- [Enunciado del ejercicio]
Transcribe literalmente el fragmento del texto sobre el viaje a Euskadi que comienza con las palabras «Todo viaje es» y concluye con «diaria del viajero.».

- [Texto para analizar]
_____

13 de set. 2006

Euskadi, un viaje.



Todo viaje es un descubrimiento , una experiencia única y personal. Los paisajes que una vez transitamos en los libros, en las crónicas o en, actualmente, imágenes, se hacen gozosa realidad en la ruta diaria del viajero.

Con ilusión, partimos el día siete, muy de mañana, como debe comenzar todo viaje. Dejamos atrás los frutales ilerdenses, transitamos la áridas tierras de ceniza aragonesas, para adentramos en la fértil huerta de Navarra y en los extensos campos de vid riojanos y alaveses (hasta estas últimas llega el influjo mimético del fénomeno Guggenheim en la construcción de unas modernas bodegas). Como guardianes de nuestro viaje, fuimos acompañados por batallones de modernos molinos de la ciencia eólica. Por fin, una estrecha garganta es la puerta de entrada a un paisaje ciclópeo, donde las montañas, la piedra y los árboles no parecen tener fin. Estamos en la vertiente oceánica de Euskadi, nuestro destino.

_____

- [Registros contenidos en un conjunto de datos]
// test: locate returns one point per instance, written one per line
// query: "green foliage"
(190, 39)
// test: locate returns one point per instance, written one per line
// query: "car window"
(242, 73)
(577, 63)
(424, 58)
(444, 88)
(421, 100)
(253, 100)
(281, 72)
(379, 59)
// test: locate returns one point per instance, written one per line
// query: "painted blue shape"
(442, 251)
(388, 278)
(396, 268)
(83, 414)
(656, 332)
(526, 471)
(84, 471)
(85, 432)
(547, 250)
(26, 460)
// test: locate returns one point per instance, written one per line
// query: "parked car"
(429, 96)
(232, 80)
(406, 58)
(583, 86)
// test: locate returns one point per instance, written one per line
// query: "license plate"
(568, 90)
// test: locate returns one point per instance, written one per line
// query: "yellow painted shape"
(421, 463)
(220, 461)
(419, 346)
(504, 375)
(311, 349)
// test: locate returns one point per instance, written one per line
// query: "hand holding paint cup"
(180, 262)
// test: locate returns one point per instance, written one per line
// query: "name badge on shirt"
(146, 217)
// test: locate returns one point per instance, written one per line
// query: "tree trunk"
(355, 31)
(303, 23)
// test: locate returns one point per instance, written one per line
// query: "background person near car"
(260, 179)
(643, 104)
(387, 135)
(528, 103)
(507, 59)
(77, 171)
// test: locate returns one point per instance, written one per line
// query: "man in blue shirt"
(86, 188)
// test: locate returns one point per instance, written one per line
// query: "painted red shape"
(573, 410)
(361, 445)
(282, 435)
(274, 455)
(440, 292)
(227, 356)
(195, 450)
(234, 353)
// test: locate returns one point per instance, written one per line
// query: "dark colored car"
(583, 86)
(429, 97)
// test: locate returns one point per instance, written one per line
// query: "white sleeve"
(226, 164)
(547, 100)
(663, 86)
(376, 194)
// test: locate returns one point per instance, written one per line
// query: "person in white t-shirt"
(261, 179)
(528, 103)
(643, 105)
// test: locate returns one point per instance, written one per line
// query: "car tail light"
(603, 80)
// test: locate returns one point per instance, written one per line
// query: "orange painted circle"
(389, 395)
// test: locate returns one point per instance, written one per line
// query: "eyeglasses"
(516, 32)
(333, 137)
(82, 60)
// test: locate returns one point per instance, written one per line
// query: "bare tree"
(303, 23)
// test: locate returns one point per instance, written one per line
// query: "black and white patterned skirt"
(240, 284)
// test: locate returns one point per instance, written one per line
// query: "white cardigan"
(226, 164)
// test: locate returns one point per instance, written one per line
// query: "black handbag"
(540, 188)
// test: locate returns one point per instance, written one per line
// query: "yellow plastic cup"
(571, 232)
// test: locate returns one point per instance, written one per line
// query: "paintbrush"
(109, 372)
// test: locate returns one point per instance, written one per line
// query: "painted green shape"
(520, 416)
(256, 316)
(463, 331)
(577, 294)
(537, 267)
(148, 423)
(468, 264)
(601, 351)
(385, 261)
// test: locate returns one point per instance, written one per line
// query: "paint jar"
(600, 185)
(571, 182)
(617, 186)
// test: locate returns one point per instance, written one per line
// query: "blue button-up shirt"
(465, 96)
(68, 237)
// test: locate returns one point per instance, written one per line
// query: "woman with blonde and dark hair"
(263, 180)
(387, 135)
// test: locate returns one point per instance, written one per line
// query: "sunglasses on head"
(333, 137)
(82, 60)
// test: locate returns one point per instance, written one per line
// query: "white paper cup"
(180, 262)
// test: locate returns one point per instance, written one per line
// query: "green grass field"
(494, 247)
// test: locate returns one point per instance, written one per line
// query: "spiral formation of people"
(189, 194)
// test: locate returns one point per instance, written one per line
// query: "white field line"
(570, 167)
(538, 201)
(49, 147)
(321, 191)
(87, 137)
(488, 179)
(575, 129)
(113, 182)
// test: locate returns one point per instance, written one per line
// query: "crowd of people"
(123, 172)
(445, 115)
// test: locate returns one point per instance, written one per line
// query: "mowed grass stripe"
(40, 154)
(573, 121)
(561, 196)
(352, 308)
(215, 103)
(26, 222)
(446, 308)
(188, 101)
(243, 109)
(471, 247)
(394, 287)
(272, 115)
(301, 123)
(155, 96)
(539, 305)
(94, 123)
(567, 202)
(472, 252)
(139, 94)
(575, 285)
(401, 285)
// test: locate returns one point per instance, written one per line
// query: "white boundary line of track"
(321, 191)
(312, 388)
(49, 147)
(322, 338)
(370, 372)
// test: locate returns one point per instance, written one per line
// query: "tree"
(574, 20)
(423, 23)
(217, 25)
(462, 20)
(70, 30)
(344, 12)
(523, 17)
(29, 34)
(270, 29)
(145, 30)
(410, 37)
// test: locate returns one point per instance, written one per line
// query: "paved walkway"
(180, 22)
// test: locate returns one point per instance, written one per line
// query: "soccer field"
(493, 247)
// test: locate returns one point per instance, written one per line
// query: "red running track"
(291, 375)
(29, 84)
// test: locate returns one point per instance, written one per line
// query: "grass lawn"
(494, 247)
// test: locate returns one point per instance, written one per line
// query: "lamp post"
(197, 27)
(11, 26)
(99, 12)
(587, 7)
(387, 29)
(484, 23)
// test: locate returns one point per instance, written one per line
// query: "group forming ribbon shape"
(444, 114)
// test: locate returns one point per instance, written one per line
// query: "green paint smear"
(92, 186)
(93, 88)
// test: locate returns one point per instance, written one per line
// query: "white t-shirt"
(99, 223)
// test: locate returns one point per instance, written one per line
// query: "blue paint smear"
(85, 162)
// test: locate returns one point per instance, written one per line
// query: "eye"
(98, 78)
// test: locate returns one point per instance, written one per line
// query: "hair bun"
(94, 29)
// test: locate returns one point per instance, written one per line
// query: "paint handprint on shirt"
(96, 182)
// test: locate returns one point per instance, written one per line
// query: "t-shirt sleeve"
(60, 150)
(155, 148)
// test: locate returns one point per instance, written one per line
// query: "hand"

_____

- [Solución propuesta]
Todo viaje es un descubrimiento , una experiencia única y personal. Los paisajes que una vez transitamos en los libros, en las crónicas o en, actualmente, imágenes, se hacen gozosa realidad en la ruta diaria del viajero.